[Extracto de página]:

* * * * *

Hablemos, pues, de los fontaneros, una profesión cuya utilidad inmediata está fuera de toda duda. Hace un tiempo se me estropeó la calefacción. Vinieron tres operarios. Los dos primeros no fueron capaces de encontrar la avería, aunque sí de empeorar el problema. El tercero, como en las leyendas orientales, señaló una obviedad que los otros habían pasado por alto. Mientras hacía la factura, comentó: "Yo iba para chapuzas, pero estudié filosofía pura y me hice fontanero". El hecho es que, al no encontrar trabajo tras la licenciatura, se puso a trabajar de fontanero, y con el tiempo se daba cuenta de cuán útiles le eran estos estudios en su oficio manual. Ahora bien: que la filosofía pueda ser útil a los fontaneros tampoco es argumento convincente. Por suerte, el azar combina la experiencia y el sentido común dando como fruto, de vez en cuando, excelentes operarios.

Hablemos, pues, de los políticos, una profesión para la que debería reclamarse una formación filosófica de primer orden. Hace unos días, un político bilbaíno, mientras me mostraba su ciudad, me enseñó la facultad donde había estudiado filosofía. A continuación, se lamentó de que muchos de sus colegas carecieran de formación filosófica, de que apenas supieran distinguir "el terreno de lo material del de lo formal", y concluyó, como el fontanero, que sus estudios le habían sido de gran utilidad para la labor que ejercía. Pero... que la filosofía sea útil a los políticos tampoco debe de ser un argumento de peso, pues son precisamente ellos quienes, una vez más, en el anteproyecto de la LOE, pretenden arrinconar ese saber. ¿Pretenderán acaso arrinconarse a sí mismos? Parece un contrasentido, pero está en el aire de los tiempos que los políticos se vacíen de su mejor contenido (la intención de hacer política) para dedicarse solamente a gestionar consignas: la política en el mundo va por estos derroteros.

* * * * *

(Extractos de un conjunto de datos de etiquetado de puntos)
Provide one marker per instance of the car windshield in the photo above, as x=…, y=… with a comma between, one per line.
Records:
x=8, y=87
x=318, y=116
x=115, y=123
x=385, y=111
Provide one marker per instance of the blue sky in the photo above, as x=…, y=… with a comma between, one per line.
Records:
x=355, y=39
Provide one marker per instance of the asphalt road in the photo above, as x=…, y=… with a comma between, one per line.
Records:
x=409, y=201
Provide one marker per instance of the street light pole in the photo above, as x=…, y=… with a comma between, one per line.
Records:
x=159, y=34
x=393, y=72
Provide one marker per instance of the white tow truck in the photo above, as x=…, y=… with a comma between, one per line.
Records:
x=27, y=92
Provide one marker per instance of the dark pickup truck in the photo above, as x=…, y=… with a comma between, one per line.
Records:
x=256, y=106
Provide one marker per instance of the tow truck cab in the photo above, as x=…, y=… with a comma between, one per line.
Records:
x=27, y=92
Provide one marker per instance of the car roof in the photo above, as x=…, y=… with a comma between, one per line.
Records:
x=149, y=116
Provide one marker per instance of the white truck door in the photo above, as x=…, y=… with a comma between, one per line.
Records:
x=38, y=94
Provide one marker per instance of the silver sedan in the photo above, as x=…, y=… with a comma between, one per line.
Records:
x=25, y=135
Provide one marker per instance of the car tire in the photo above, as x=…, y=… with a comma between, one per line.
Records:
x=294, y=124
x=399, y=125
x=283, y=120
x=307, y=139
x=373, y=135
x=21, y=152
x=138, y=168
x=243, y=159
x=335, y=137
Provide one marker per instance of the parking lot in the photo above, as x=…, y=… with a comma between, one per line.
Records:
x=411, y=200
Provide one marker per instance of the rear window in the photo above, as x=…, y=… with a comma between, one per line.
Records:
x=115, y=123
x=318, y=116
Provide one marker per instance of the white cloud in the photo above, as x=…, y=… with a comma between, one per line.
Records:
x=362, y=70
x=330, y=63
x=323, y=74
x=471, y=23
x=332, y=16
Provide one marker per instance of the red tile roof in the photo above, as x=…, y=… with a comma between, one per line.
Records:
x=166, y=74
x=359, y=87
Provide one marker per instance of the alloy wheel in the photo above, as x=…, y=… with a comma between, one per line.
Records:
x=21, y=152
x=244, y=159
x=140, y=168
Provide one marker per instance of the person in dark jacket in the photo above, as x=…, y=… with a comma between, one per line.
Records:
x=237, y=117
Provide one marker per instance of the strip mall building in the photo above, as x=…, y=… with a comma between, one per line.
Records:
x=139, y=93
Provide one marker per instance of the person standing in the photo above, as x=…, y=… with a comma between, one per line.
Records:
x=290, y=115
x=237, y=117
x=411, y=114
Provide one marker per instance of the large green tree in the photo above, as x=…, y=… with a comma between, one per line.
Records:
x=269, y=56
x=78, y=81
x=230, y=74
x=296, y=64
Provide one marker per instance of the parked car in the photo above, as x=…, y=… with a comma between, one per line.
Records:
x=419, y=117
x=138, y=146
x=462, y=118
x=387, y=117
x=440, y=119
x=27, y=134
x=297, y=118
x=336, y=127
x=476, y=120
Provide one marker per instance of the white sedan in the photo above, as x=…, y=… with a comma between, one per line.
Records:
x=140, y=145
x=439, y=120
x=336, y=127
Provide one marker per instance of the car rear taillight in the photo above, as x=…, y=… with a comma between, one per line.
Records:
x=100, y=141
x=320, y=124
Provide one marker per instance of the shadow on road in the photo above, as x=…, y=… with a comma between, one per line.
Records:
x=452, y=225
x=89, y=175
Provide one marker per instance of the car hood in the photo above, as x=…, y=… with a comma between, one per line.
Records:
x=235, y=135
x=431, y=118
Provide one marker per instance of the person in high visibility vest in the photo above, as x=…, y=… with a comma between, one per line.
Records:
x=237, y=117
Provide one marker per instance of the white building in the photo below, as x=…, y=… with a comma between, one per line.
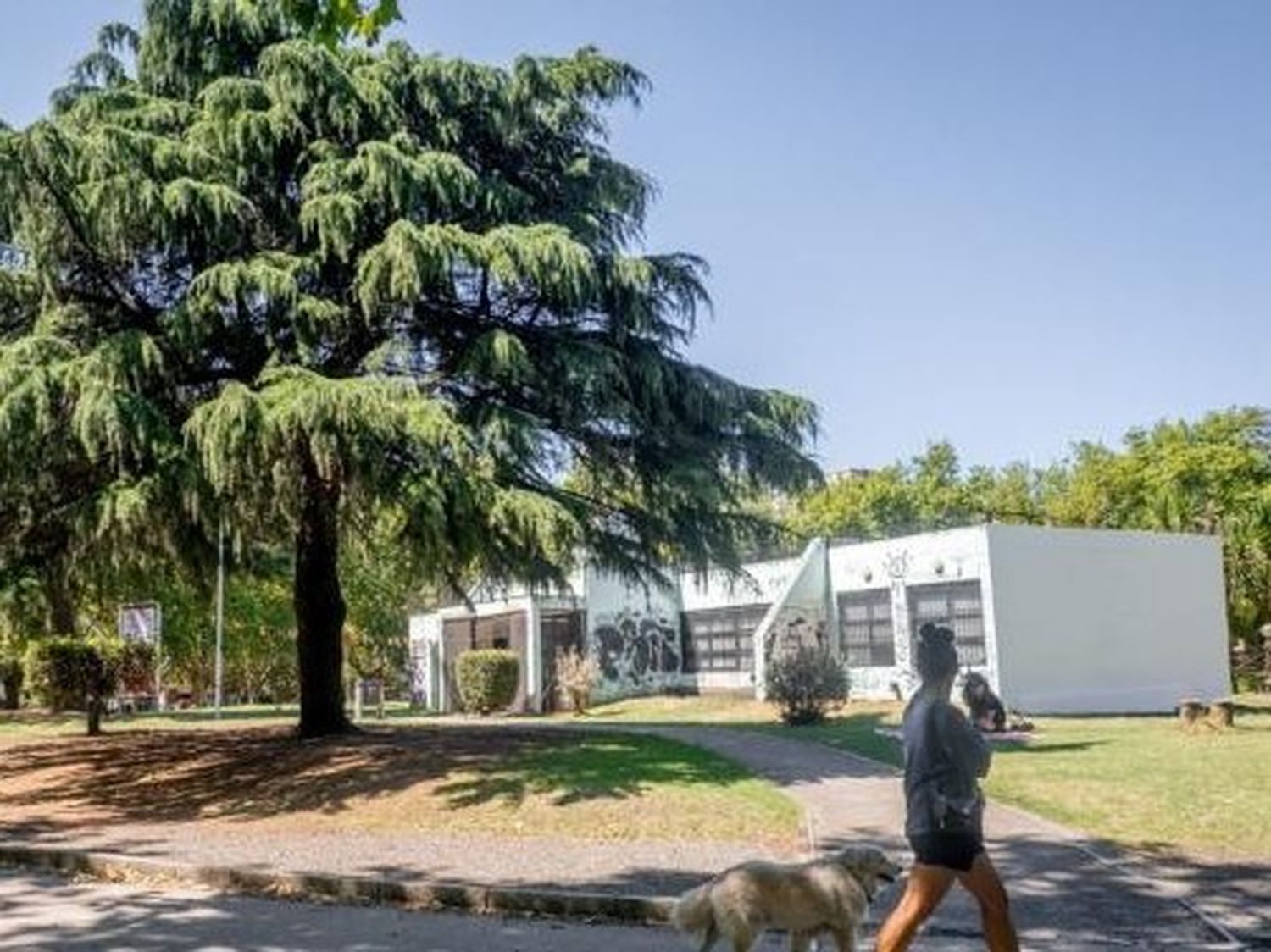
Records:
x=1060, y=621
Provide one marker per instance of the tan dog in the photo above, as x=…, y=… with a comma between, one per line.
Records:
x=823, y=895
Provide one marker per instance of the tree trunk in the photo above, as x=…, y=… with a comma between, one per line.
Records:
x=94, y=715
x=13, y=688
x=319, y=608
x=60, y=601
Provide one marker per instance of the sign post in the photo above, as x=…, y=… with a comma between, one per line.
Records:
x=142, y=622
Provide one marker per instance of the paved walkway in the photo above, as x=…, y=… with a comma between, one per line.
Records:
x=1063, y=886
x=1064, y=890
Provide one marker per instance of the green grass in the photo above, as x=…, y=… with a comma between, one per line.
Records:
x=1138, y=781
x=1146, y=782
x=18, y=726
x=620, y=787
x=394, y=778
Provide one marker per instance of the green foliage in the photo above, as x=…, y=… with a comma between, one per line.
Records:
x=487, y=679
x=65, y=674
x=294, y=285
x=1212, y=476
x=806, y=683
x=134, y=665
x=576, y=677
x=333, y=20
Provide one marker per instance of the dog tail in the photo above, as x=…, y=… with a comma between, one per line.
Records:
x=693, y=913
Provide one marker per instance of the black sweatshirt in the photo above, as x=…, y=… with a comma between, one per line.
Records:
x=945, y=756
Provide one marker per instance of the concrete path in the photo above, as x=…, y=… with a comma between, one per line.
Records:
x=43, y=914
x=1063, y=886
x=1065, y=890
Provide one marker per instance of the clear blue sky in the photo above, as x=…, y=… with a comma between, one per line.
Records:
x=1011, y=224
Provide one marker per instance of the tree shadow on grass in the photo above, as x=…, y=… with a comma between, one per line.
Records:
x=247, y=774
x=595, y=767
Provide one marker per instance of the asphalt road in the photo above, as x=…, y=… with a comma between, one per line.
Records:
x=40, y=913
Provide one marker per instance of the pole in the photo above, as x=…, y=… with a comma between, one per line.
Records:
x=220, y=612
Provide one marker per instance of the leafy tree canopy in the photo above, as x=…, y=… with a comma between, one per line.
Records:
x=261, y=276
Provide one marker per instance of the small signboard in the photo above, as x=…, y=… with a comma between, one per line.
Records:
x=142, y=622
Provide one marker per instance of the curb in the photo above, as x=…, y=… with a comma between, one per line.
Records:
x=350, y=890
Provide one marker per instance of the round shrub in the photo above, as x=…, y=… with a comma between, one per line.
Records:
x=65, y=674
x=487, y=679
x=805, y=684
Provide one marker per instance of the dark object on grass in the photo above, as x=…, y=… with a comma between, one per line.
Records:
x=1222, y=713
x=985, y=707
x=1190, y=712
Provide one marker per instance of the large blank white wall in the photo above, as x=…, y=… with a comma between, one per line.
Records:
x=1100, y=622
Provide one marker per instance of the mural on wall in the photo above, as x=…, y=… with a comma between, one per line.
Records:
x=636, y=650
x=793, y=631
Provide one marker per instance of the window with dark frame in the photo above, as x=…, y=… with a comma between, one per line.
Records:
x=721, y=639
x=864, y=628
x=958, y=606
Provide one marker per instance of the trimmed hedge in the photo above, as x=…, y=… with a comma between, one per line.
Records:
x=805, y=684
x=488, y=679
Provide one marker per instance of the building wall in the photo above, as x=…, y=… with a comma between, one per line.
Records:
x=1093, y=622
x=762, y=584
x=633, y=634
x=800, y=614
x=956, y=555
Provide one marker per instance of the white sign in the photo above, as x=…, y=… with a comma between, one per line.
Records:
x=142, y=622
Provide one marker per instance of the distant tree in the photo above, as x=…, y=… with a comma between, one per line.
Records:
x=297, y=282
x=1212, y=476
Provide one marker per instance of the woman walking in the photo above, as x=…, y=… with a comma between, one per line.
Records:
x=945, y=756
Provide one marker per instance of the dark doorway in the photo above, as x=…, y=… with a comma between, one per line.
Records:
x=558, y=632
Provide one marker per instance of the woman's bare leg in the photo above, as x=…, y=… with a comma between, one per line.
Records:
x=927, y=886
x=985, y=885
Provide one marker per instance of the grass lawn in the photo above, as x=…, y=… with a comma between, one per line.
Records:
x=1138, y=781
x=397, y=781
x=25, y=725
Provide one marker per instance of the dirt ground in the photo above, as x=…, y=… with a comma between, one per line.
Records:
x=505, y=782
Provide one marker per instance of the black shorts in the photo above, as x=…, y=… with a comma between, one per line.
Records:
x=952, y=850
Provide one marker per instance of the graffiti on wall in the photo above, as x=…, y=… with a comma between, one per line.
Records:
x=636, y=650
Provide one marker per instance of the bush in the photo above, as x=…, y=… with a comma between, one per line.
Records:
x=805, y=684
x=68, y=674
x=576, y=675
x=487, y=679
x=135, y=667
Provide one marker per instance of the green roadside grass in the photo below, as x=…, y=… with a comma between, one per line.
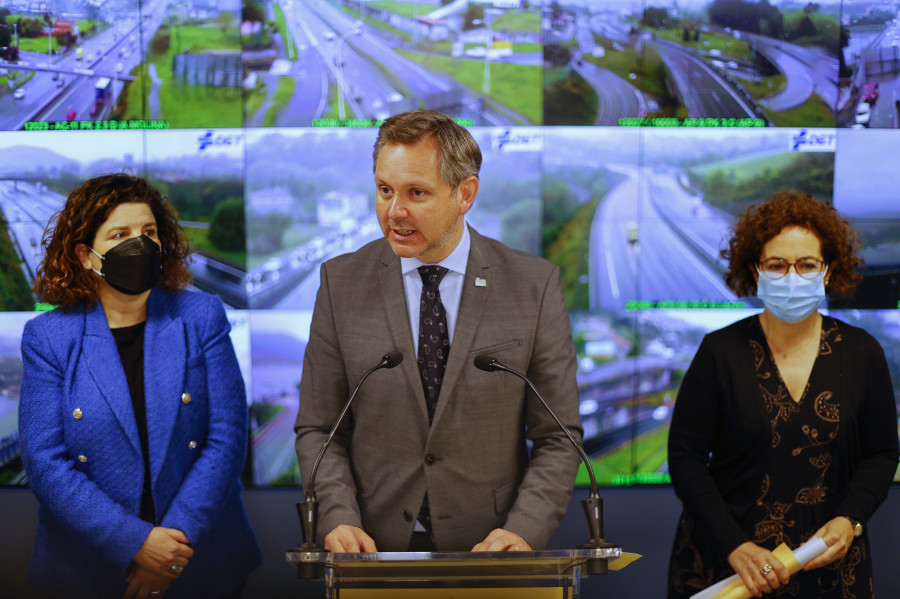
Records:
x=517, y=87
x=287, y=40
x=815, y=112
x=199, y=239
x=189, y=106
x=405, y=9
x=284, y=90
x=253, y=100
x=644, y=454
x=569, y=253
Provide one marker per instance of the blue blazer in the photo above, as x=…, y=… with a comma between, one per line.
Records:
x=83, y=457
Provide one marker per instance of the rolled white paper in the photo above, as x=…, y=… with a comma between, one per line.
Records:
x=802, y=554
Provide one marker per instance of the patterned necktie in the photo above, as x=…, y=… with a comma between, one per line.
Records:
x=434, y=341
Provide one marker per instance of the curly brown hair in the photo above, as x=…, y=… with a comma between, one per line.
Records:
x=761, y=222
x=62, y=279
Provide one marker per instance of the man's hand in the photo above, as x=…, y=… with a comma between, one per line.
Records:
x=349, y=539
x=749, y=560
x=502, y=540
x=144, y=584
x=162, y=549
x=838, y=535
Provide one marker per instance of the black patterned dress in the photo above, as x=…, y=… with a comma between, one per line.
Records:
x=794, y=493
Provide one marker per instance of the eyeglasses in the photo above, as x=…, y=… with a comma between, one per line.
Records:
x=777, y=268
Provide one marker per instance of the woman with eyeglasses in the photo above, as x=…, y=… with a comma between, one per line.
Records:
x=132, y=410
x=785, y=425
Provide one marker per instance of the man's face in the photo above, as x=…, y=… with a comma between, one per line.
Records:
x=419, y=213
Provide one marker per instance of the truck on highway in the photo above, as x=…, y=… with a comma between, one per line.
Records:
x=102, y=94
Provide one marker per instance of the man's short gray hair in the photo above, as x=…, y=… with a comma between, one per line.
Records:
x=459, y=155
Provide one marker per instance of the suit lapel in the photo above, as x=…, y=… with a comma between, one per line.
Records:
x=102, y=357
x=165, y=360
x=471, y=306
x=398, y=322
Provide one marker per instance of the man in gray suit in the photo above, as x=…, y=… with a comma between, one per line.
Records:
x=434, y=454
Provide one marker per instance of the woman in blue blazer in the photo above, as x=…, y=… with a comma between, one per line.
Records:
x=133, y=414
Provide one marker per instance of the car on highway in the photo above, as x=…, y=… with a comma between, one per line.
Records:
x=863, y=114
x=870, y=93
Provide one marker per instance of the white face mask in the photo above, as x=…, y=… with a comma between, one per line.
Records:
x=791, y=298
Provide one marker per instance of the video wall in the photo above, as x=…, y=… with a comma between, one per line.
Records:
x=620, y=139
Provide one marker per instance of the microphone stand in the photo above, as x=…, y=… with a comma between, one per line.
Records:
x=308, y=509
x=593, y=504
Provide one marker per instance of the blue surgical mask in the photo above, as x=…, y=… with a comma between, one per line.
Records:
x=791, y=298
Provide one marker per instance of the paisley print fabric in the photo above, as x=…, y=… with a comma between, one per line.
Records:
x=795, y=493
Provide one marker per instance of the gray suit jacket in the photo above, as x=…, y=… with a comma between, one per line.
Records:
x=473, y=461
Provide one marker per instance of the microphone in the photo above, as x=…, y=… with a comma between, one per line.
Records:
x=308, y=508
x=593, y=504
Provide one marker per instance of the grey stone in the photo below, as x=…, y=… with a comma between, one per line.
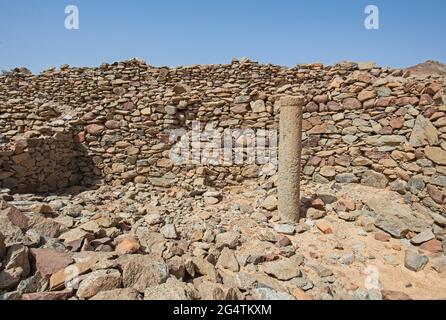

* * * * *

[Tareas a realizar]:
**A)** Reproduce sin cambios las filas, empezando por la primera fila y terminando en la línea que contiene "x=149, y=116", ambas incluidas.
**B)** Retoma el texto sobre la utilidad de la filosofía para fontaneros y políticos y continúalo a partir de su última frase.

[Respuestas en orden]:
**A)**
Provide one marker per instance of the car windshield in the photo above, as x=…, y=… with a comma between, one per line.
Records:
x=8, y=87
x=318, y=116
x=115, y=123
x=385, y=111
Provide one marker per instance of the blue sky in the photo above, as x=…, y=… with a comma between, one per line.
Records:
x=355, y=39
Provide one marker per instance of the asphalt road in the photo above, as x=…, y=… with a comma between, one per line.
Records:
x=409, y=201
Provide one marker per instance of the street light pole in the photo above, as x=…, y=… with a comma between, one per line.
Records:
x=159, y=34
x=393, y=72
Provide one marker per instance of the white tow truck in the photo above, as x=…, y=… with a comma between, one per line.
Records:
x=27, y=92
Provide one marker per instance of the dark pickup truck in the photo above, as x=…, y=… with a comma between, one per line.
Records:
x=256, y=106
Provide one marker per instance of the tow truck cab in the photo above, as x=…, y=… with a comma between, one per line.
Records:
x=27, y=92
Provide one marker per instance of the car roof in the photo above, as x=…, y=… with a comma between, one per line.
Records:
x=149, y=116

**B)**
El anteproyecto, aparte de proponer una drástica reducción de horas de filosofía, sustituye buena parte de éstas por "Educación para la Ciudadanía", materia que suena a catecismo de consignas predigeridas para conseguir mentes acríticas. Yo, de mis amigos filósofos, no aprendí consignas. Aprendí, por ejemplo, a distinguir entre conocer y pensar. Aprendí que en nuestras sociedades altamente burocratizadas puede ejecutarse cualquier acción, por malvada que sea, con tal de organizarla debidamente a través de los canales administrativos rutinarios. Dos ejemplos que forman parte de sistemas de ideas sólidos, creados por mentes con nombres y apellidos de nuestra historia de la filosofía (Kant, Max Weber, Arendt...). Ideas que nunca podrían entenderse a través de manuales de consignas, que es lo que acaban siendo asignaturas como las que se proponen en el anteproyecto.

Así pues, si el anteproyecto prospera, se condena a los estudiantes que quieran dotarse de herramientas para pensar por sí mismos a andar por ahí buscando amigos filósofos. Y dadas las circunstancias, no les será fácil encontrarlos. Claro que siempre les quedarán los libros. Pero sin la luz que las mentes bien organizadas proyectan sobre ellos, a algunas cabezas poco dotadas para la abstracción, como la mía, les resultarán abstrusos. Entonces, aparecerán los tontiastutos de siempre (por utilizar un término ferlosiano) y harán atractivas reducciones. Pero tiempo después ya nadie entenderá la fuente original, y se harán reducciones de las reducciones, y así hasta que sólo quede una idea suelta que ya no entenderá nadie, porque las ideas que no se relacionan con otras están condenadas al fracaso. Ferlosio, como buen pensador, no sólo es un gran inventor de términos. También lo es de títulos. Convendría recordar una frase profética con la que tituló, en el 93, una recopilación de artículos: "Vendrán más años malos y nos harán más ciegos". ¿No sería hermoso que, por una vez, los gestores del saber, en lugar de pasarse por el forro las ideas por las que se premia a las mentes privilegiadas, decidieran hacer caso de ellas? Sería, además, de sentido común. (Y, sin embargo, tan raro).

Imma Monsó es escritora.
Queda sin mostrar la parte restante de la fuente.